■ **PROBLEM TO WORK ON**:
Only the lines from the one containing "Need: one point per instance of the fine" through the last line of the data below belong in your answer, copied exactly and without pictures.

(Image-grounded pointing data)
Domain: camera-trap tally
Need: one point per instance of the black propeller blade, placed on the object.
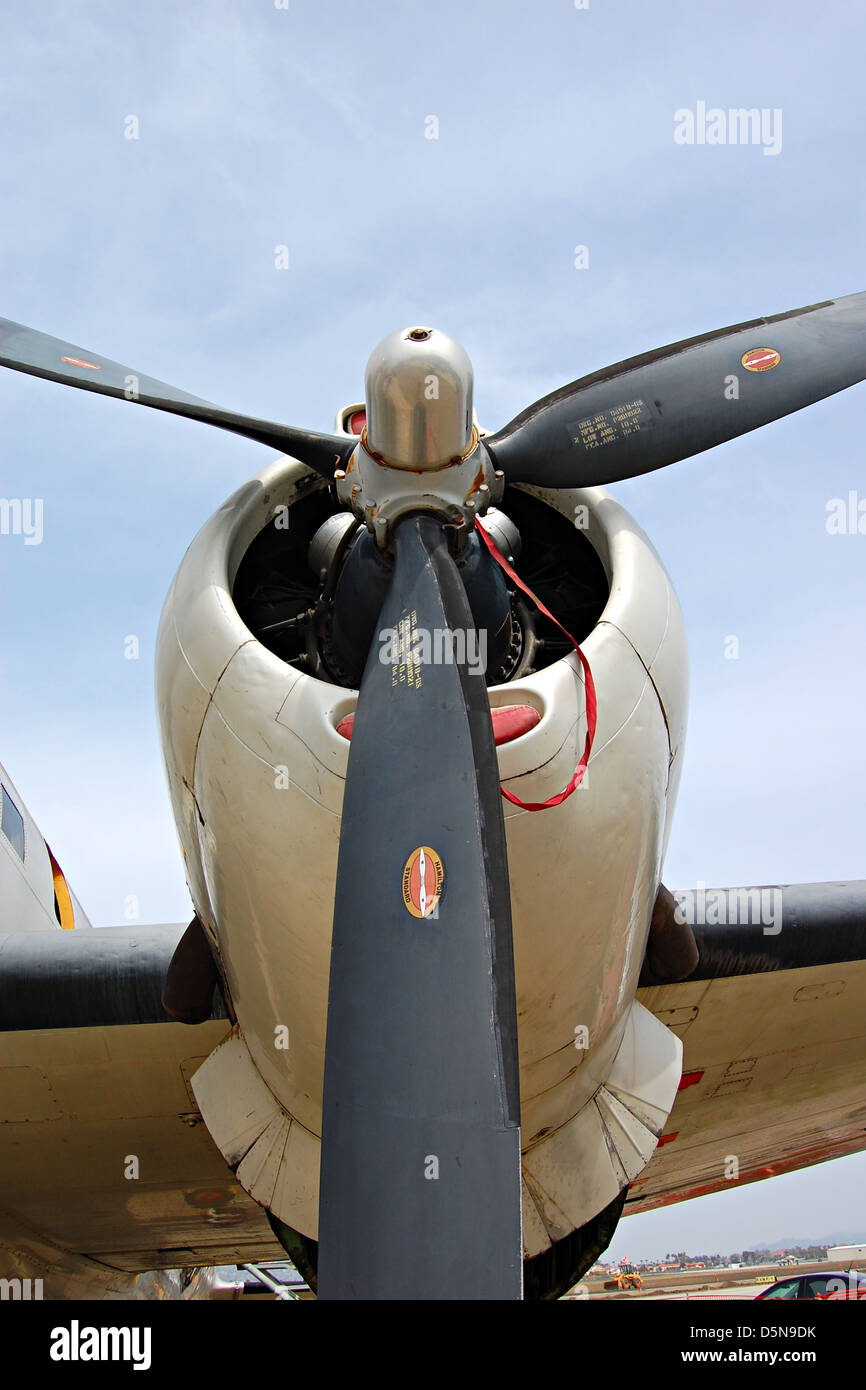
(420, 1171)
(24, 349)
(667, 405)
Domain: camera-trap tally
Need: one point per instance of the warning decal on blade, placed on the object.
(761, 359)
(423, 881)
(79, 362)
(610, 426)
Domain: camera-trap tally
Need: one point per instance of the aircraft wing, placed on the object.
(106, 1166)
(773, 1026)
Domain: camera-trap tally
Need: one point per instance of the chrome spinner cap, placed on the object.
(419, 387)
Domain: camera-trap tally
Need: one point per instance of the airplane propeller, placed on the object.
(420, 1127)
(420, 1173)
(679, 401)
(39, 355)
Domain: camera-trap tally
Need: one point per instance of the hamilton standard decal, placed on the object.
(609, 426)
(761, 359)
(79, 362)
(423, 881)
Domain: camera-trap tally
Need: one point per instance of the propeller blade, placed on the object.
(667, 405)
(420, 1171)
(24, 349)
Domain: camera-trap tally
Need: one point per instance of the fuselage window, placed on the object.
(11, 823)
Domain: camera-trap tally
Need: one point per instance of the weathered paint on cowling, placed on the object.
(238, 724)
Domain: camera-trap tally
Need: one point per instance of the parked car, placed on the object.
(834, 1283)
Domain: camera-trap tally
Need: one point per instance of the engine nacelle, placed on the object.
(256, 769)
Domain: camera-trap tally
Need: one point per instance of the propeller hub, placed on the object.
(419, 387)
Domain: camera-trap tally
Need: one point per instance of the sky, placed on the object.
(433, 164)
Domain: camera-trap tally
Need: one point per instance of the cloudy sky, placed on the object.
(154, 159)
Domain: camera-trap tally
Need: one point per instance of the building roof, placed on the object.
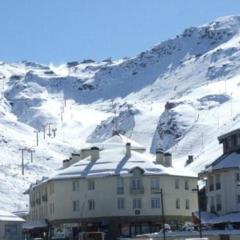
(33, 224)
(115, 162)
(119, 141)
(9, 217)
(210, 218)
(220, 138)
(225, 161)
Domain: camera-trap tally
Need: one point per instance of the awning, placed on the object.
(35, 224)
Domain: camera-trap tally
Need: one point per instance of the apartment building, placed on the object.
(116, 188)
(223, 177)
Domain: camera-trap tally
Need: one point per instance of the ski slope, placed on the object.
(179, 96)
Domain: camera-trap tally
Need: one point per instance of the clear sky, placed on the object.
(66, 30)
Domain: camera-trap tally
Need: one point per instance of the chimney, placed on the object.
(190, 159)
(128, 149)
(94, 153)
(66, 163)
(167, 159)
(159, 157)
(75, 158)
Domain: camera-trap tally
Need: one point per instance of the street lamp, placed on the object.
(163, 217)
(199, 211)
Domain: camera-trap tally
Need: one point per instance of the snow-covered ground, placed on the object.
(179, 96)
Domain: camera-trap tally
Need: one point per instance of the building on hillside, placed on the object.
(114, 187)
(10, 226)
(223, 182)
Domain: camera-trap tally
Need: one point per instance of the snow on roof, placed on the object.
(9, 217)
(42, 223)
(231, 160)
(210, 218)
(115, 162)
(223, 136)
(119, 140)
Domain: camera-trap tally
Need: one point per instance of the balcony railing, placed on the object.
(137, 190)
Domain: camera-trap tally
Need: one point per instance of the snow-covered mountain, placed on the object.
(179, 96)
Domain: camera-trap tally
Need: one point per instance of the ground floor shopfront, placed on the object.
(114, 227)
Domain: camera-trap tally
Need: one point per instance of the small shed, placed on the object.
(10, 226)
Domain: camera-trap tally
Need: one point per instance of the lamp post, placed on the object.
(163, 216)
(199, 211)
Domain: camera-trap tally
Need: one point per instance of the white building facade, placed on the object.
(117, 190)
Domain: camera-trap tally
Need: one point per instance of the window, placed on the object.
(218, 202)
(137, 203)
(234, 140)
(155, 203)
(120, 185)
(120, 203)
(178, 203)
(155, 184)
(237, 177)
(91, 204)
(51, 208)
(136, 184)
(51, 188)
(76, 206)
(218, 182)
(238, 198)
(211, 184)
(212, 204)
(91, 184)
(176, 183)
(75, 184)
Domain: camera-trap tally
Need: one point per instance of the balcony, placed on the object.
(218, 186)
(211, 188)
(212, 209)
(219, 207)
(137, 190)
(120, 190)
(155, 190)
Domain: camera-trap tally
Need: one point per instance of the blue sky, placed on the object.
(65, 30)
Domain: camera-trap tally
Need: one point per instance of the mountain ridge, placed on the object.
(172, 96)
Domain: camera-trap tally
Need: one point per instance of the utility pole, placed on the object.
(163, 216)
(199, 210)
(31, 153)
(61, 112)
(36, 131)
(22, 151)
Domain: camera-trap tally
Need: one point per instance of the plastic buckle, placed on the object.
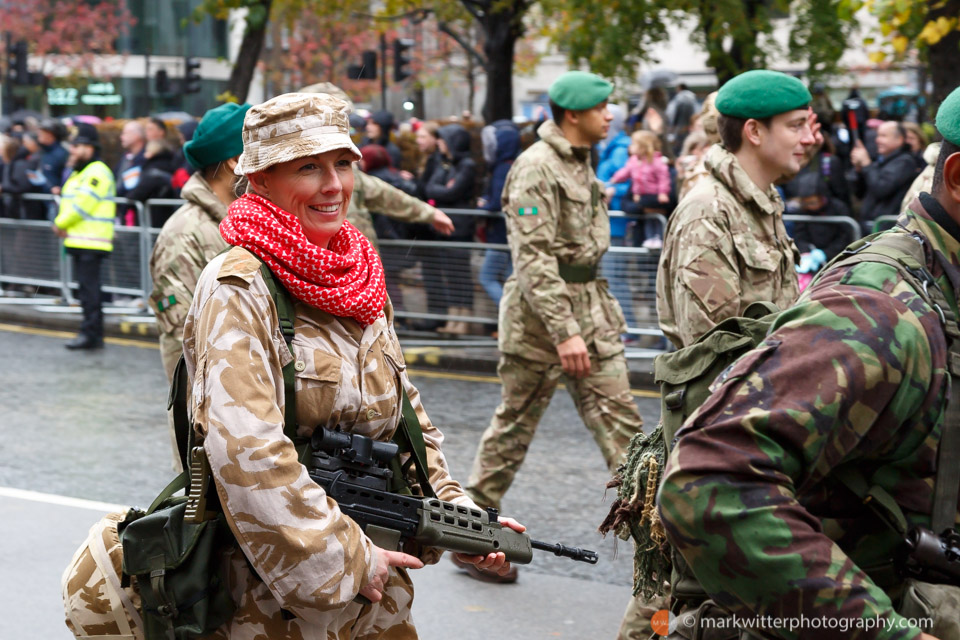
(849, 252)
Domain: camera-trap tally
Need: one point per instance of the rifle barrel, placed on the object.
(574, 553)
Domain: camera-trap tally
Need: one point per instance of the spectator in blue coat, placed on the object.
(501, 146)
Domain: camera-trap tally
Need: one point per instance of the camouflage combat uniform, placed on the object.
(725, 247)
(188, 241)
(924, 181)
(309, 559)
(555, 217)
(370, 193)
(855, 373)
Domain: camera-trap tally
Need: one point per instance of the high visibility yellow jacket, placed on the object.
(85, 213)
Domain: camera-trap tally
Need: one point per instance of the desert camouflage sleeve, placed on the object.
(531, 205)
(390, 201)
(845, 374)
(706, 286)
(312, 558)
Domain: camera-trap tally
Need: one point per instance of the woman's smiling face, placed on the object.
(316, 189)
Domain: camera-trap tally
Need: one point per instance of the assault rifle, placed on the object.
(354, 471)
(932, 558)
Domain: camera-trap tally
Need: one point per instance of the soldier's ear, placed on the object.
(951, 177)
(751, 131)
(258, 181)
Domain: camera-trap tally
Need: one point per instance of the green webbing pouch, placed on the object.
(178, 564)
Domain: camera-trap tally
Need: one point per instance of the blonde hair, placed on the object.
(644, 143)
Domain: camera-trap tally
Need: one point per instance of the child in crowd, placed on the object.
(649, 184)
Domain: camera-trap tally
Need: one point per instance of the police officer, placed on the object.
(726, 245)
(191, 237)
(85, 223)
(556, 317)
(853, 382)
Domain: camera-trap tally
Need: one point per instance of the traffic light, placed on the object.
(191, 78)
(17, 62)
(401, 59)
(161, 82)
(366, 70)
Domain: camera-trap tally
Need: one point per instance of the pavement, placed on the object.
(467, 354)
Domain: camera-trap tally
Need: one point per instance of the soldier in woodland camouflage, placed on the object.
(556, 318)
(855, 375)
(298, 564)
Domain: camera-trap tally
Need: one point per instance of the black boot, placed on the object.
(84, 342)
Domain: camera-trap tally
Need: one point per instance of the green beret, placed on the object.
(761, 94)
(218, 136)
(948, 118)
(578, 90)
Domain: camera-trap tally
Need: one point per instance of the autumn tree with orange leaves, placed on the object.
(73, 38)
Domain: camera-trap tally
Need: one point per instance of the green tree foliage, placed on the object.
(737, 35)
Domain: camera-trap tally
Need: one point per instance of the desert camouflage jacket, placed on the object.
(309, 559)
(924, 181)
(373, 194)
(187, 242)
(725, 247)
(555, 215)
(853, 374)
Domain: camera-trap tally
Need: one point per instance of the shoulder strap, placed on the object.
(286, 313)
(904, 252)
(409, 437)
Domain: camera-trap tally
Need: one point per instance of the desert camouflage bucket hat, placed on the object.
(292, 126)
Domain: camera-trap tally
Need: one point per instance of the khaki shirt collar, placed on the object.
(725, 167)
(552, 134)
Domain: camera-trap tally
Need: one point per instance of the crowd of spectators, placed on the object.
(649, 160)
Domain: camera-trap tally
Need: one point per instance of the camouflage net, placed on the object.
(634, 512)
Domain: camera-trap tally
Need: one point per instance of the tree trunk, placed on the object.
(944, 70)
(502, 27)
(242, 73)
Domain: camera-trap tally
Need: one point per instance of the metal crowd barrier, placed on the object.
(428, 277)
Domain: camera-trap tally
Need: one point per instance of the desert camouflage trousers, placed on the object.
(602, 399)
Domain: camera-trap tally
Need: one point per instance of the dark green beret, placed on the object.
(948, 118)
(578, 90)
(218, 136)
(761, 94)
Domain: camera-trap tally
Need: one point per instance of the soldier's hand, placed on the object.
(574, 357)
(373, 590)
(442, 223)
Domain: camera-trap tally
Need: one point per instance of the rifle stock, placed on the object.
(352, 469)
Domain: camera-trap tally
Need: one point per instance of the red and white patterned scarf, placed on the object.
(345, 280)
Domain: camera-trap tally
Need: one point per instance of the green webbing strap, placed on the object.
(177, 403)
(409, 437)
(177, 484)
(577, 273)
(287, 314)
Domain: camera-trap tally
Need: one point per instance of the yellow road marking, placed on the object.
(423, 373)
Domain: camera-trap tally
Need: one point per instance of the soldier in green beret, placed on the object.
(726, 245)
(557, 319)
(791, 489)
(190, 238)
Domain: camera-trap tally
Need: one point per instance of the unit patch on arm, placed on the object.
(165, 303)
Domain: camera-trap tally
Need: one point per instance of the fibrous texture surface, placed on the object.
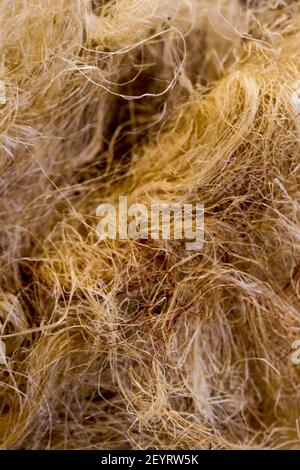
(138, 344)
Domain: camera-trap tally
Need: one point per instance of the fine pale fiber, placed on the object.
(142, 344)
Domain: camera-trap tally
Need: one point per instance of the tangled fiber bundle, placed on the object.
(141, 344)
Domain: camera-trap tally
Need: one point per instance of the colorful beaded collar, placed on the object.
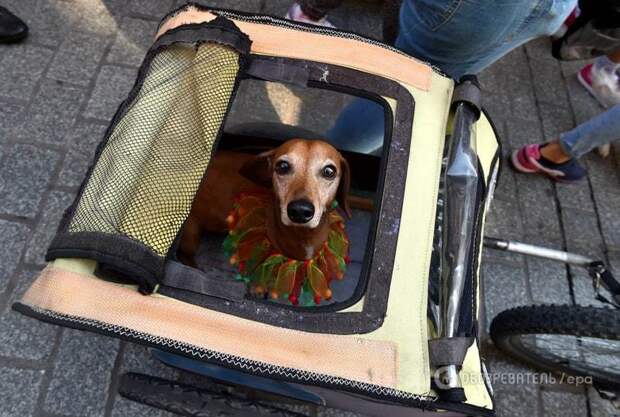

■ **REPLY TO THE EXERCISE**:
Need: one point per instance of the fine pale fiber, placed on the object.
(142, 344)
Domain: camera-trap tally
Need: one point per instance of the tangled fiber bundle, placed on the object.
(141, 344)
Domain: camera-trap tally
Need: one point per instance of the colorful beaded collar, placed on the object.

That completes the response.